• **EXERCISE A**
Duplicate the stretch of the Roncone trial article from "Roncone, 32, of" through "fell by accident.".
• **EXERCISE B**
Go on with the Roncone trial article from where it stops.

*** DOCUMENT SECTION Section Begins ***

Experts Call Girl's Fatal Fall An Accident They Testified For The Defense In The Murder Trial Of Matthew Roncone. Prosecution Experts Disagree.

Posted: July 30, 1996

WOODBURY — Allegheny County Coroner Cyril H. Wecht testified yesterday that he found no evidence of foul play in the death of 4-year-old Chentele Marie Stenger as the defense continued to call upon high-profile experts in the murder trial of Matthew Roncone.

Roncone, 32, of Woodbury, is accused of killing Stenger, the daughter of his onetime girlfriend, Christine A. Priest, at his former Mantua Township house on Dec. 11, 1993. James P. Lynch, Gloucester County first assistant prosecutor, contends that Roncone hurled the girl down the stairwell, a child-abuse homicide. Roncone has maintained that the girl fell by accident.

Wecht said he believed the injuries Stenger suffered were consistent with a ``free-fall'' accident and contradicted prosecution testimony that there was a delay of up to 30 minutes before Roncone summoned paramedics.

Wecht, 65, was re-elected coroner in Allegheny County last year after holding that post from 1970 until 1980. He was the first coroner permitted to examine John F. Kennedy's autopsy records in 1972 and has been critical of the Warren Commission's single-bullet theory.

Yesterday, Wecht conceded that he is being paid $6,000 plus expenses to render his opinion. ``I don't believe this child, tragically, was salvageable'' because of her fall and brain damage, Wecht said.

Two other defense witnesses weren't paid for their services yesterday.

Lucy Rorke, a neuropathologist with the Philadelphia Medical Examiner's Office, was subpoenaed by the defense after Dr. James Lewis, Gloucester County Medical examiner, consulted with her in the case. Yesterday she testified that she disagreed with Lewis' ruling that Stenger's death was caused by shaken baby syndrome.

*** DOCUMENT SECTION Section Ends ***
*** RECORDS PROVIDED Section Begins ***

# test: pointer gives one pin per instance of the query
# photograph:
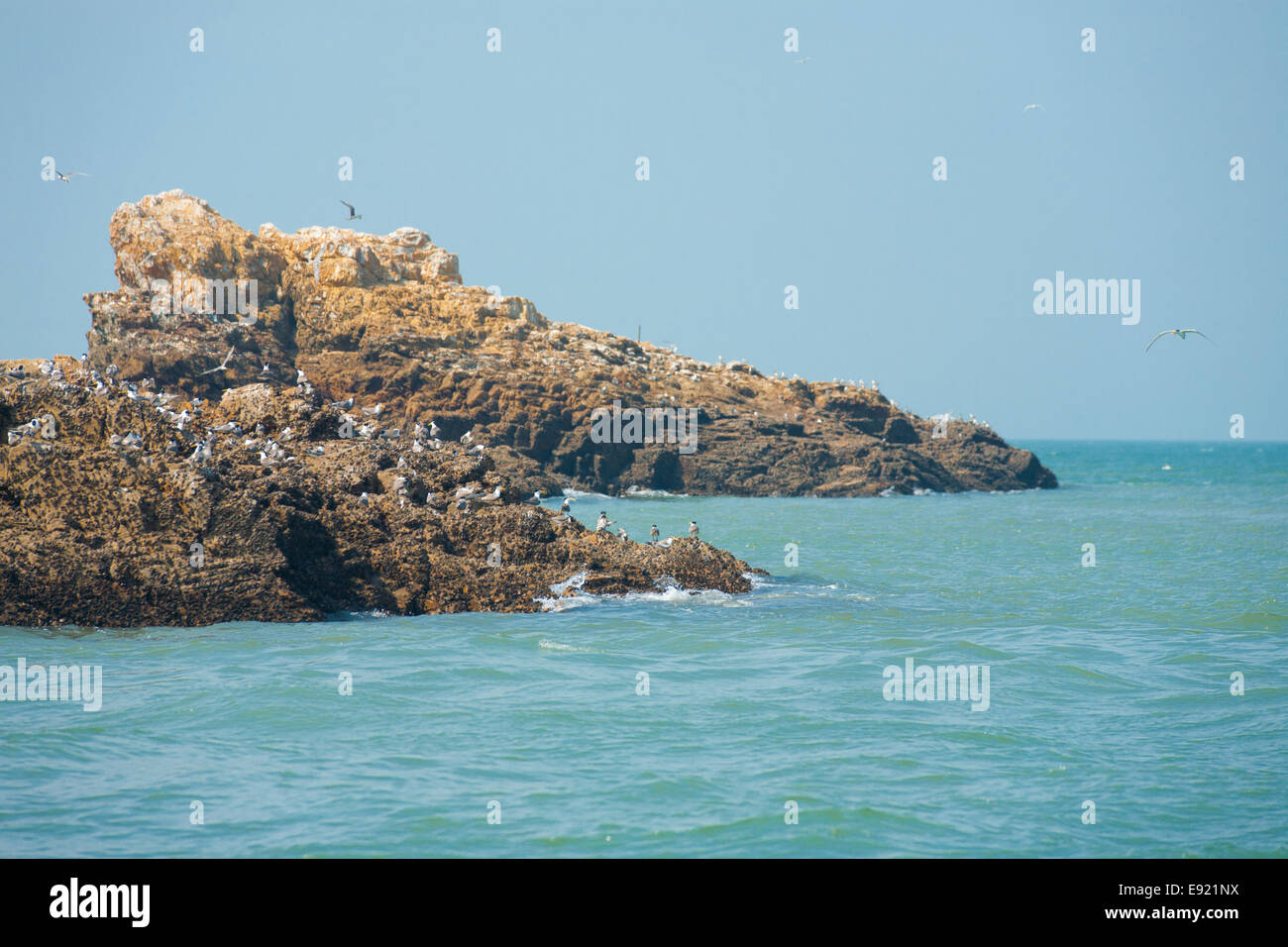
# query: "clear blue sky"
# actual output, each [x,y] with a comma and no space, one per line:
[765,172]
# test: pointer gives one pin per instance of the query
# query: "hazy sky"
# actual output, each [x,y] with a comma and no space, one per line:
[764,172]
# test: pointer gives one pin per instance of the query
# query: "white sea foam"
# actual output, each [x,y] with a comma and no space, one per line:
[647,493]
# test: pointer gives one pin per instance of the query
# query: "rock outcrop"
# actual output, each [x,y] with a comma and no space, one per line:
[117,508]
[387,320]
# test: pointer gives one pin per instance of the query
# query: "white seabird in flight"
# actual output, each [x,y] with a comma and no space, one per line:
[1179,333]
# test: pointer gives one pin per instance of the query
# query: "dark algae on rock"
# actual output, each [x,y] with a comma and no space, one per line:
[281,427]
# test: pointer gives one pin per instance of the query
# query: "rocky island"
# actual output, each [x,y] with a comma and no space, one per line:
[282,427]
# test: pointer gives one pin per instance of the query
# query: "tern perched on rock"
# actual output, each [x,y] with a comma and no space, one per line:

*** RECORDS PROVIDED Section Ends ***

• **EXERCISE RESULT A**
Roncone, 32, of Woodbury, is accused of killing Stenger, the daughter of his onetime girlfriend, Christine A. Priest, at his former Mantua Township house on Dec. 11, 1993. James P. Lynch, Gloucester County first assistant prosecutor, contends that Roncone hurled the girl down the stairwell, a child-abuse homicide. Roncone has maintained that the girl fell by accident.

• **EXERCISE RESULT B**
Derek A. Bruce, a specialist in pediatrics and neurosurgery who is with the University of Texas Southwest Science Center in Dallas, said he believed Stenger fell ``from some height and probably struck the right side of the head.'' He, too, said he believed the fall was accidental.

Furthermore, the fact that paramedics testified that the girl was ``warm to the touch'' indicated that they were called to the scene promptly after the accident, even though she was found unclothed, Bruce said. One hour later, after she was admitted to Cooper Hospital-University Medical Center, her temperature had dropped to 93 degrees from the norm of 98.6 degrees, typical in brain-injury cases, he said.

Earlier in the trial, John E. Smialek, Maryland chief medical examiner, said he believed up to 30 minutes had elapsed before a call had been placed, typical of ``delayed presentation'' in child abuse cases.

Bruce said he testifies in up to five trials a year, often on behalf of the prosecution in child abuse cases. Bruce said he would not accept any payment for his services in the Roncone trial, which began July 16.